◆ **Selected extract**:
..............................

We walked home from there, which was, like, three miles or something, and we just thought it was the best thing ever. ’Cause not only did we get to see Black Sabbath, but it was an experience. I couldn’t hear everyone very well, but I remember that Geezer’s bass was the best thing I’d ever heard in my life. I just remember thinking, If this guitar thing doesn’t work out, I’m gonna be like that guy.
Both of you must have had some memorably cataclysmic gigs of your own.
WYLDE Oh yeah. I remember one time, with Ozzy. We were playing at Irvine Meadows. Ozzy screams at the audience, “All right, who wants to go crazy? Get up here and rock out with the Ozz! Come on…‘Crazy Train!’ ” We break into “Crazy Train” and the audience just rushed forward and started pouring onto the stage. Next thing you know there’s, like, 400 people onstage. We didn’t even get to the guitar solo in “Crazy Train.” Projection screens were breaking off, coming down. A couple of people broke their legs, got pretty banged up. Some of them were grabbing Ozzy. You’re not going to stop that many people rushing up on the stage. Randy [Castillo] stopped playing because they were taking the drums apart. They were stealing the microphones, the cymbals… I remember I got into a fucking brawl with a couple of guys who tried to grab my guitar.
They were taking the buckets of water that Ozzy had onstage and started throwing them around. Some of the water landed on the fucking monitor console. Five-foot flames are shooting out of the fucking monitor console! Complete fucking chaos. At the end of the show I remember them walking out with Ozzy’s TelePrompTer, which was this fucking giant TV screen. Walking right out with a 48-inch screen, monitors, drum sets… Everything was fucking missing. And it was a benefit show for Randy Rhoads—to have his mausoleum built and the whole nine yards. It was just chaos. The damage was ridiculous. Who knows what the lawsuits were.
Didn’t you have security?
WYLDE Not when you get 16,000 people rushing the stage. Sheer numbers, man. You could have the Dallas Cowboys offensive lineup there and they couldn’t have stopped this.

..............................

◆ **Entries supplied**:
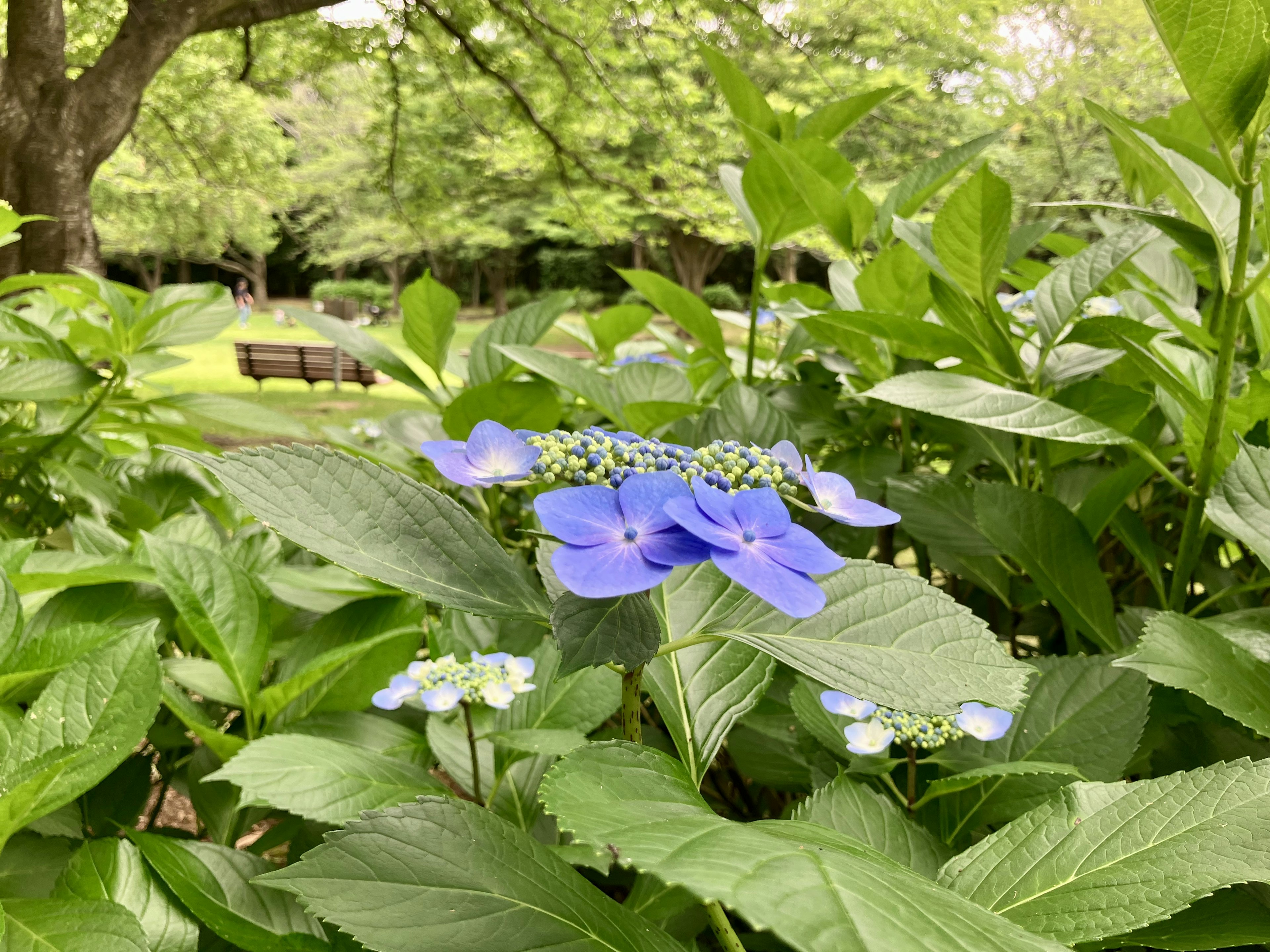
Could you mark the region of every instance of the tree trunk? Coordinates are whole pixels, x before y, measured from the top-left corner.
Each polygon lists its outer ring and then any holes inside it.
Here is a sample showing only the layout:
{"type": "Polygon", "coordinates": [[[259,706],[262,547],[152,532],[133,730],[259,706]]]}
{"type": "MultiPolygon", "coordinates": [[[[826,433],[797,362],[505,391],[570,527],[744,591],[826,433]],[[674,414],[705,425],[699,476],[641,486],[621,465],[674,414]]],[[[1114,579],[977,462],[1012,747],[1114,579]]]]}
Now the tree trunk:
{"type": "Polygon", "coordinates": [[[785,256],[781,259],[781,281],[789,282],[790,284],[798,283],[798,249],[786,248],[785,256]]]}
{"type": "Polygon", "coordinates": [[[723,261],[726,249],[710,239],[678,230],[667,231],[671,245],[671,260],[679,283],[693,294],[700,294],[706,286],[706,278],[723,261]]]}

..............................

◆ **What the exercise asks**: Write out the entire interview excerpt about memorable concerts, reproducing it word for word. The data bear no relation to the interview excerpt.

◆ **Exercise result**:
We walked home from there, which was, like, three miles or something, and we just thought it was the best thing ever. ’Cause not only did we get to see Black Sabbath, but it was an experience. I couldn’t hear everyone very well, but I remember that Geezer’s bass was the best thing I’d ever heard in my life. I just remember thinking, If this guitar thing doesn’t work out, I’m gonna be like that guy.
Both of you must have had some memorably cataclysmic gigs of your own.
WYLDE Oh yeah. I remember one time, with Ozzy. We were playing at Irvine Meadows. Ozzy screams at the audience, “All right, who wants to go crazy? Get up here and rock out with the Ozz! Come on…‘Crazy Train!’ ” We break into “Crazy Train” and the audience just rushed forward and started pouring onto the stage. Next thing you know there’s, like, 400 people onstage. We didn’t even get to the guitar solo in “Crazy Train.” Projection screens were breaking off, coming down. A couple of people broke their legs, got pretty banged up. Some of them were grabbing Ozzy. You’re not going to stop that many people rushing up on the stage. Randy [Castillo] stopped playing because they were taking the drums apart. They were stealing the microphones, the cymbals… I remember I got into a fucking brawl with a couple of guys who tried to grab my guitar.
They were taking the buckets of water that Ozzy had onstage and started throwing them around. Some of the water landed on the fucking monitor console. Five-foot flames are shooting out of the fucking monitor console! Complete fucking chaos. At the end of the show I remember them walking out with Ozzy’s TelePrompTer, which was this fucking giant TV screen. Walking right out with a 48-inch screen, monitors, drum sets… Everything was fucking missing. And it was a benefit show for Randy Rhoads—to have his mausoleum built and the whole nine yards. It was just chaos. The damage was ridiculous. Who knows what the lawsuits were.
Didn’t you have security?
WYLDE Not when you get 16,000 people rushing the stage. Sheer numbers, man. You could have the Dallas Cowboys offensive lineup there and they couldn’t have stopped this.